__SELECTED PASSAGE__:
▼▼▼

Deep Argo—reaching to the sea floor
- Large-scale ocean circulations extend from the sea surface to the ocean bottom, but existing Argo floats cannot operate below 2,000 meters (6,562 feet). It is critical that we be able to track the characteristics of these flows because their strength and variability drive the uptake and transport of heat and freshwater, and the melting of sea ice, which in turn drive global climate, regional weather patterns, and sea level rise.
- To reach beyond 2,000 meters (6,562 feet), Argo floats and sensors need to be re-engineered to deal with the much higher pressures and much smaller signals (e.g. lower concentrations) in the deep ocean.
- A Deep Argo mission will be the same as for original Argo, but floats will measure the full ocean depth and carry more accurate sensors.
- The planned Deep Argo array will consist of 1,250 deep floats distributed evenly across the global ocean.
- WHOI will deploy its first Deep Argo float in early 2021, contributing to a building global pilot project.
Why are Argo and other ocean observing systems important?
- The Argo program has changed the way scientists think about collecting and managing ocean data—making it available and accessible to the entire scientific community and thereby strengthening international collaboration.
- Data from the original Argo fleet are crucial for weather forecasting and to inform our understanding of the relationships and feedbacks between the ocean and global climate, helping us to improve estimates of how climate varies from year to year and how it will change in the future.

▲▲▲

__DATA FOR THIS EXERCISE__:
▼▼▼

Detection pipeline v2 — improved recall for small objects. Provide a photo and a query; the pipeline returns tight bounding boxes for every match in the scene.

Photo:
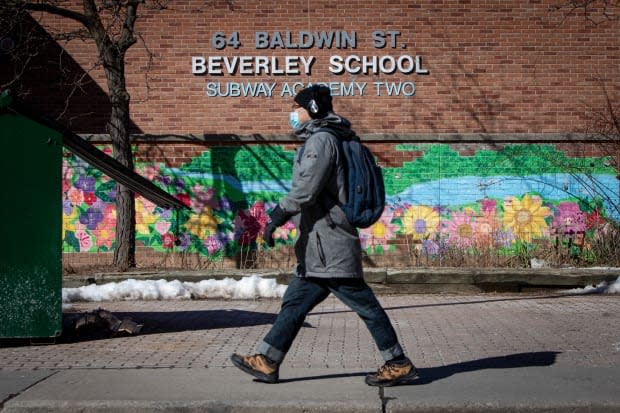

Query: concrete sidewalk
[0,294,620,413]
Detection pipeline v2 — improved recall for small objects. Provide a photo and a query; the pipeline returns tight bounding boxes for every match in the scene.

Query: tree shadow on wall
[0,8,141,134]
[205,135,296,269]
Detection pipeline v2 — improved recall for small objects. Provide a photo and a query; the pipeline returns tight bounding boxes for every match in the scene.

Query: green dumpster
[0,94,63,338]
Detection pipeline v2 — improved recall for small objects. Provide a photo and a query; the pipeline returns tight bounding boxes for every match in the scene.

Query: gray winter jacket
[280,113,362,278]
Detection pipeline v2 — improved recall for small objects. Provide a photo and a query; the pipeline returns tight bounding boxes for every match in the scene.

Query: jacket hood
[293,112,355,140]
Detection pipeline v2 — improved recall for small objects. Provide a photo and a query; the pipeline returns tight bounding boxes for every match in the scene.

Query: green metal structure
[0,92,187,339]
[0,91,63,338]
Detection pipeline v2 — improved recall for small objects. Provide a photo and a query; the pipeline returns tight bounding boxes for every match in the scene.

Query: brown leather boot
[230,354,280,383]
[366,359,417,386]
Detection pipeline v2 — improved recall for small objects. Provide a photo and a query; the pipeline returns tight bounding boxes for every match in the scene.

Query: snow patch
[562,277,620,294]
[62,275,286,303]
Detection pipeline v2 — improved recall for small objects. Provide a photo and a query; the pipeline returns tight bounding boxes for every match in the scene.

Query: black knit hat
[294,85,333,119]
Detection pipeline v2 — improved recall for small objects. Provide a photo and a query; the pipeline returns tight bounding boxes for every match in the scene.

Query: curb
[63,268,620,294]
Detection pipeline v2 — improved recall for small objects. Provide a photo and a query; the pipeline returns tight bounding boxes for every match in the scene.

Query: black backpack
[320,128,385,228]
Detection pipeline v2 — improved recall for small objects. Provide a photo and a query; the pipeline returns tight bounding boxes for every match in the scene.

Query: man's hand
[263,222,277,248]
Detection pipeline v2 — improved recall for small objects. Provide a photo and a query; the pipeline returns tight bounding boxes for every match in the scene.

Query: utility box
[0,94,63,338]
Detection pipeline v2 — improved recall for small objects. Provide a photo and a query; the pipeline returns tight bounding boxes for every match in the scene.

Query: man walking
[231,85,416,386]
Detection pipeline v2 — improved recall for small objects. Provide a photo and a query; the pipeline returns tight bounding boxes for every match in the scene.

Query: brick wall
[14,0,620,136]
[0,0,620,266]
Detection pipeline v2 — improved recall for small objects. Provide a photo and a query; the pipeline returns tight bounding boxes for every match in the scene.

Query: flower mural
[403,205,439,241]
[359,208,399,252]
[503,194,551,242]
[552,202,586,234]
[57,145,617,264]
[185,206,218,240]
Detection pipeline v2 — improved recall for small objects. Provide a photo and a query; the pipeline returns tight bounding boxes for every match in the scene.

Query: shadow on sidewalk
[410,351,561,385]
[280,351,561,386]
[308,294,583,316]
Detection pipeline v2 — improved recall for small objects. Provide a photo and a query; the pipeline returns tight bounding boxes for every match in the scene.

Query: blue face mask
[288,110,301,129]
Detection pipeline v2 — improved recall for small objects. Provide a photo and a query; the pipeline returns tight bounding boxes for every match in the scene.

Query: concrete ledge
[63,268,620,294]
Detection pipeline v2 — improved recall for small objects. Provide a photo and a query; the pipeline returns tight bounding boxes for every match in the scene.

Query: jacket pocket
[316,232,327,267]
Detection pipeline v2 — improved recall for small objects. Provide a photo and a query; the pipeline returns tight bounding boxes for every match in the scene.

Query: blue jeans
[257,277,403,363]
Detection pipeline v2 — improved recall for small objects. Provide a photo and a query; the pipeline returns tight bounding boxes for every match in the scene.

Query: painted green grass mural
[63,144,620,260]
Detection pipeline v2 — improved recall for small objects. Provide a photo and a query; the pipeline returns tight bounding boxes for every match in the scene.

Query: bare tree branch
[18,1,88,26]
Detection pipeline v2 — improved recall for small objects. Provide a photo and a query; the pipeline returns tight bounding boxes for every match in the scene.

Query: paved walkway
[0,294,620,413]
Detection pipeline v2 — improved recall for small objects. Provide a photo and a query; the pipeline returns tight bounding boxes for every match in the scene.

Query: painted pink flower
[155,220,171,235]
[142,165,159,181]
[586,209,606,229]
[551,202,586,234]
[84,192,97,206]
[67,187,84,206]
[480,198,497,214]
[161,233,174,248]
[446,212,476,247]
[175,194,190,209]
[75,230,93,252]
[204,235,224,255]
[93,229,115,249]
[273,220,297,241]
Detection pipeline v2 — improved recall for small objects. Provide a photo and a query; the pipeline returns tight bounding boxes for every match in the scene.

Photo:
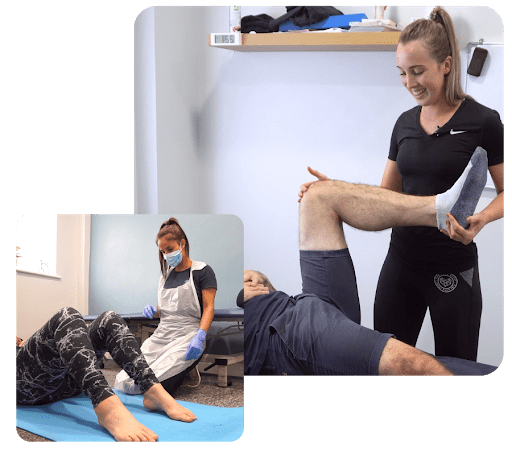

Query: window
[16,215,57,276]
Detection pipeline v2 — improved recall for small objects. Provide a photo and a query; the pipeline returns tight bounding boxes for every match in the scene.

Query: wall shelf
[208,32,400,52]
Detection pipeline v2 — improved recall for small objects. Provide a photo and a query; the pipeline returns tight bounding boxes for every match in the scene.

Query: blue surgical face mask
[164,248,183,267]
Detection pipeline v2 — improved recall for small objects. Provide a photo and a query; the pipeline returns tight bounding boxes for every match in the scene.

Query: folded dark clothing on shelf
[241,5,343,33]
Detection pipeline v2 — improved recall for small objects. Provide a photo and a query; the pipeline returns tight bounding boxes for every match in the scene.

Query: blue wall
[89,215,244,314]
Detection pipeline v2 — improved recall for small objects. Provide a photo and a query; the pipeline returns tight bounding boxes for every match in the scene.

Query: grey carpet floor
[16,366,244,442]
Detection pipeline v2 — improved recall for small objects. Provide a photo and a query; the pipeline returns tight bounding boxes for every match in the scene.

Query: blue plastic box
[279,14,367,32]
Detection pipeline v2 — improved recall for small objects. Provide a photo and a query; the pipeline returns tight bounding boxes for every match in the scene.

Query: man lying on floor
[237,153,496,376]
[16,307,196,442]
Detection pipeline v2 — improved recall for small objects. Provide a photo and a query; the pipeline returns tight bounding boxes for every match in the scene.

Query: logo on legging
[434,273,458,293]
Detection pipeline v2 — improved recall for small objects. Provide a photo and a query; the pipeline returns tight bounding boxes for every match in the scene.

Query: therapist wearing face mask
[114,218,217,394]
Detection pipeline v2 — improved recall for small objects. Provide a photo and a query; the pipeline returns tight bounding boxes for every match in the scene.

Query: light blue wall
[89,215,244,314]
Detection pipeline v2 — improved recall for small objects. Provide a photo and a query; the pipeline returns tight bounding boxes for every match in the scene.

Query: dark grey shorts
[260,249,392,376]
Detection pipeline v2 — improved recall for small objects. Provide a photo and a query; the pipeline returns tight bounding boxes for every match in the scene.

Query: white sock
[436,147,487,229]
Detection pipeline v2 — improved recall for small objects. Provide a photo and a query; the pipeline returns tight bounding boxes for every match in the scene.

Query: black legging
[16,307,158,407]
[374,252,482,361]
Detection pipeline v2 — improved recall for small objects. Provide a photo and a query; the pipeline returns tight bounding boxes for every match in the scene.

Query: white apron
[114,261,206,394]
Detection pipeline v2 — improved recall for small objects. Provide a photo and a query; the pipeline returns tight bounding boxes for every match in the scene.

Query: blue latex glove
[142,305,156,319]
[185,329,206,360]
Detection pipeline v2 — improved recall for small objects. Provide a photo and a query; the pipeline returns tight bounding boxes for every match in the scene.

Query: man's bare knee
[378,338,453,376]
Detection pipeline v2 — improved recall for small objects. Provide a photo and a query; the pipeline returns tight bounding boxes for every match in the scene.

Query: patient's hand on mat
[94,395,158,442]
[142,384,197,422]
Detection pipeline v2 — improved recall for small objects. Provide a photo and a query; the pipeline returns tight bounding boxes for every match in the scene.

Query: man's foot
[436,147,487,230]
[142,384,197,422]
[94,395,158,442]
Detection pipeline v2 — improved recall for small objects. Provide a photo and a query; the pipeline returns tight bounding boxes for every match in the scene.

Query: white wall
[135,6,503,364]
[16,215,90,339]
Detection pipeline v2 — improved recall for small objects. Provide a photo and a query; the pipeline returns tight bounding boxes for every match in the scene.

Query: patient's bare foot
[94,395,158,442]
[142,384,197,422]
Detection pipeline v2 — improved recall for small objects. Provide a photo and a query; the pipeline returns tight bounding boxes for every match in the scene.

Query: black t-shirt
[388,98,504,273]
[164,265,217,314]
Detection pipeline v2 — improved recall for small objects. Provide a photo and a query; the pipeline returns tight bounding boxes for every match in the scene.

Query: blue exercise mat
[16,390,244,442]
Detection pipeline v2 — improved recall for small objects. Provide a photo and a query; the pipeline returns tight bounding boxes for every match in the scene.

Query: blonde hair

▲▲▲

__PROBLEMS TO WORK ON__:
1 – Write out the records again, from their start through the line containing "[205,135,296,269]", both ends included, with "concrete sidewalk" swapped for "stone sidewalk" and nothing else altered. Leave the pictures out.
2 – Supply the next part of the passage on Argo floats and ocean observing, picking up after its final point.

__ANSWER SET__:
1 –
Detection pipeline v2 — improved recall for small objects. Provide a photo and a query; the pipeline returns tight bounding boxes for every match in the scene.

Photo:

Query: stone sidewalk
[0,294,620,413]
Detection pipeline v2 — improved recall for small objects. Provide a photo and a query; the pipeline returns tight bounding boxes for every match in the scene.

Query: tree shadow on wall
[0,8,141,134]
[205,135,296,269]

2 –
- Argo is also helping us predict sea level rise, which is driven in part by melting ice but also by the amount of heat stored in the ocean. Argo’s temperature measurements allow us to calculate how that stored heat varies from year to year, with depth, and from region to region. As the heat content of the ocean increases, sea levels rise, analogous to the mercury in a thermometer.
- Biogeochemical Argo will further enhance our understanding of ocean-climate linkages and provides data on ocean productivity and overall ocean health. These include information on the growth and respiration of phytoplankton (drifting algae and microbes that use sunlight as a source of energy) and the nutrients and light that control these processes.
- In addition to supporting most other ocean life—including commercial fisheries—phytoplankton supply oxygen to and remove carbon dioxide from the ocean and the atmosphere. These microscopic plankton have huge impacts on our climate through their control on carbon dioxide levels in the atmosphere.
- Biogeochemical Argo will also provide first-hand data on long-term changes in the ocean, including ocean acidification and the expansion of low-oxygen zones.